■ **BRANO DI PARTENZA**

======

Come affermano Michael Porter e Mark Kramer nel numero di gennaio/febbraio 2011 dell’Harvard Business Review , “il sistema capitalistico è sotto assedio”. Le imprese sono sempre più viste come una delle principali cause di problemi sociali, ambientali ed economici della comunità. L’effetto degli scandali Enron, BP, Cirio, Parmalat, Fukushima è stato disastroso. L’idea che si è diffusa è che le imprese prosperino “grazie” e a “spese” della collettività.

Nel nostro Paese queste “idea” è poi aggravata da un’antica cultura anti-impresa di forte stampo ideologico che considera le imprese (e con esse i capitalisti, gli imprenditori e i manager) il “male assoluto”. Credo sia urgente ed inderogabile uno scatto d’orgoglio, una nuova visione, un nuovo umanesimo, che ponga al centro di ogni azione economica, l’uomo insieme al business e al profitto.
Il fare impresa deve essere coniugato con altri valori ed in particolare:
■ la sostenibilità ambientale: intesa come rispetto dell’ambiente e delle generazioni future evitando il rischio green wash;
■ la responsabilità sociale: che va indissolubilmente legata alla sostenibilità. Anche le linee guida della nuova ISO 26000:2010, “Guida alla responsabilità sociale”, assegna alla responsabilità sociale il compito esclusivo di contribuire allo sviluppo sostenibile (vedi Box);
■ l’ascolto ed il coinvolgimento degli stakeholder: le imprese devono imparare a rispettare, ad ascoltare, a rispondere ai propri stakeholder. Le parole chiave del coinvolgimento sono: rendicontazione, trasparenza, comportamenti etici.

Obiettivo finale, dicono Porter e Kramer, è quello di creare valore condiviso inteso come “l’insieme delle politiche e delle pratiche operative che rafforzano la competitività delle aziende migliorando, nello stesso tempo, le condizioni economiche e sociali della comunità in cui l’impresa opera”. La creazione di valore condiviso si focalizza quindi sull’individuazione e sull’espansione delle connessioni tra progresso economico e progresso sociale. Valore condiviso non significa, come troppi attori pensano, adottare una politica alla Robin Hood (togliere alle imprese per dare alla società), né pensare che le aziende da sole, siano in grado di risolvere tutti i problemi della collettività. Significa ridare dignità al business e considerarlo strategico per lo sviluppo economico e sociale della società.

======

Righe di dati
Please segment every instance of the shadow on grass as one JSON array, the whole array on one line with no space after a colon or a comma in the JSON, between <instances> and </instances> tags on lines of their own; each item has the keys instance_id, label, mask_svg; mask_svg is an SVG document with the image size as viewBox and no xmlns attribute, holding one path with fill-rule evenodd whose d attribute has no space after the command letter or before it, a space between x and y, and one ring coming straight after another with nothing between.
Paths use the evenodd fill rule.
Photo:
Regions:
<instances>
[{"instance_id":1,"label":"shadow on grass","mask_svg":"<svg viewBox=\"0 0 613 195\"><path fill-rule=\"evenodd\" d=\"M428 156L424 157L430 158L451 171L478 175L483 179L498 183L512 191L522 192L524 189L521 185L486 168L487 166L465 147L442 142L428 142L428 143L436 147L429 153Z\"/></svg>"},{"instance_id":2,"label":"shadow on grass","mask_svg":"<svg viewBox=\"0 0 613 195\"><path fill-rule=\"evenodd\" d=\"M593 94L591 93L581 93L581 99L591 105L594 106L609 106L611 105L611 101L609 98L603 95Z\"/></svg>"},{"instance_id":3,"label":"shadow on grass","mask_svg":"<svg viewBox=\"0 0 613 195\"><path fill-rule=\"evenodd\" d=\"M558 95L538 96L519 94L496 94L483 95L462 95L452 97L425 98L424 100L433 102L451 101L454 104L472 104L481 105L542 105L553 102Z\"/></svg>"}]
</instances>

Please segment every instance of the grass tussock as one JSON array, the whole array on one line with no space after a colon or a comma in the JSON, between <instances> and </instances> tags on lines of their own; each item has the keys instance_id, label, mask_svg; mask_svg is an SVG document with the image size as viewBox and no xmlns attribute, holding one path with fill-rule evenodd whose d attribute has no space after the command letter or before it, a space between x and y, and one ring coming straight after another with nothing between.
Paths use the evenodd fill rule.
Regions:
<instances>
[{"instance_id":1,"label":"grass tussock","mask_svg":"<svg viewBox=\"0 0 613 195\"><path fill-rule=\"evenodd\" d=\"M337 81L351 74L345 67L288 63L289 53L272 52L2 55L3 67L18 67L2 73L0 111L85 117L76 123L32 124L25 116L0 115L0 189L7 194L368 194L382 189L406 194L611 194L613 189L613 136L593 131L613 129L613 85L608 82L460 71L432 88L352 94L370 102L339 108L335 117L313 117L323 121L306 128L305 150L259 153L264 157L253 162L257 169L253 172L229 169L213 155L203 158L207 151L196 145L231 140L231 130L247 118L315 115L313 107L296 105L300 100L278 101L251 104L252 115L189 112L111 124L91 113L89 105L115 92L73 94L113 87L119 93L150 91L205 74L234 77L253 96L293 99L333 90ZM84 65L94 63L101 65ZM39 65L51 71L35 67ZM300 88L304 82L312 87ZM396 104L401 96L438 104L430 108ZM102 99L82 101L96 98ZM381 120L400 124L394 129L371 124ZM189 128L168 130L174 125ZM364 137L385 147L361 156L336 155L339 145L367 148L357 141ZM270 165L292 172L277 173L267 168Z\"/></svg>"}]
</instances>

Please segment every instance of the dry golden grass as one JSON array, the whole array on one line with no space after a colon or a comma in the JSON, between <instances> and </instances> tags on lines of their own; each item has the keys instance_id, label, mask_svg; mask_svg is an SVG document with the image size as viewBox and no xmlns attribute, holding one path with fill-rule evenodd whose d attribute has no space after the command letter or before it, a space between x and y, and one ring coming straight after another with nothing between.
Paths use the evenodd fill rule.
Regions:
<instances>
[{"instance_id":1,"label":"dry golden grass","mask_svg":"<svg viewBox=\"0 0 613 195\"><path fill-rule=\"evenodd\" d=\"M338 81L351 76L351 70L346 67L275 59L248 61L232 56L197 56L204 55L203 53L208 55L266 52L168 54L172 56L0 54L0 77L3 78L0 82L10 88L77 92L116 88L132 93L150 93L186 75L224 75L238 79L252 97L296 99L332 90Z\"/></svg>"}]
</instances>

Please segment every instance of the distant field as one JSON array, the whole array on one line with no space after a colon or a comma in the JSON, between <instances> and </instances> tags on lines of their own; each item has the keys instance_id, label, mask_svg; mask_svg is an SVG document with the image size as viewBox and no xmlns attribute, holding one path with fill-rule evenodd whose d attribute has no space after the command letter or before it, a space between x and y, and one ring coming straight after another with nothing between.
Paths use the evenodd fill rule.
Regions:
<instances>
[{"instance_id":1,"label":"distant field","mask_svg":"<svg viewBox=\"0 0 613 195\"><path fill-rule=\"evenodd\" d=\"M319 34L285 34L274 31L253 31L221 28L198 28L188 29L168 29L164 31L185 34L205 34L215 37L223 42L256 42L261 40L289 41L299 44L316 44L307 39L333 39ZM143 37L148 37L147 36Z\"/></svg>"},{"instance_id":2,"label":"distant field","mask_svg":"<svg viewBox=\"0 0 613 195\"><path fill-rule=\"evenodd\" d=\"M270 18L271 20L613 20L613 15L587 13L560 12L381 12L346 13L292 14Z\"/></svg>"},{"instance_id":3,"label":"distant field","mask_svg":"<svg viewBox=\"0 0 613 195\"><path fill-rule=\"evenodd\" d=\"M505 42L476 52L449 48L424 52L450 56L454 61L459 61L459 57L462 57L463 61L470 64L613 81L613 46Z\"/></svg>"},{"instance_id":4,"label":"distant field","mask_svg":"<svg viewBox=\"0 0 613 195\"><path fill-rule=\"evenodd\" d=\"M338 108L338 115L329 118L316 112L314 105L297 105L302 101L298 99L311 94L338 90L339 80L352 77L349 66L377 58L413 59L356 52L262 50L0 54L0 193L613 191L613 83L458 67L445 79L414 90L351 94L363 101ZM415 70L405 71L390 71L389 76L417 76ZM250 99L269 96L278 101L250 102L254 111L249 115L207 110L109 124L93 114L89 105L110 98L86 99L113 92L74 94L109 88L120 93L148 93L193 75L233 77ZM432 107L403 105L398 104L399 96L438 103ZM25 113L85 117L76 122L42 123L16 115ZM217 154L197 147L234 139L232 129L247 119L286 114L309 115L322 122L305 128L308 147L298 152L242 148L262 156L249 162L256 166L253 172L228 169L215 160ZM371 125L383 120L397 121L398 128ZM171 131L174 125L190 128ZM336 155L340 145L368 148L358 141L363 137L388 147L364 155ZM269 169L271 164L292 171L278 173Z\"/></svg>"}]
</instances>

======

■ **COSA SI CHIEDE**
[A] Modifica il brano di partenza riscrivendolo a partire da "Obiettivo finale, dicono" e terminando con "sociale della società.", e sostituisci "competitività" con "redditività".
[B] Secondo il brano di partenza, quali sono le parole chiave del coinvolgimento degli stakeholder?

■ **RISPOSTE AI COMPITI**
[A]
Obiettivo finale, dicono Porter e Kramer, è quello di creare valore condiviso inteso come “l’insieme delle politiche e delle pratiche operative che rafforzano la redditività delle aziende migliorando, nello stesso tempo, le condizioni economiche e sociali della comunità in cui l’impresa opera”. La creazione di valore condiviso si focalizza quindi sull’individuazione e sull’espansione delle connessioni tra progresso economico e progresso sociale. Valore condiviso non significa, come troppi attori pensano, adottare una politica alla Robin Hood (togliere alle imprese per dare alla società), né pensare che le aziende da sole, siano in grado di risolvere tutti i problemi della collettività. Significa ridare dignità al business e considerarlo strategico per lo sviluppo economico e sociale della società.

[B] Rendicontazione, trasparenza e comportamenti etici.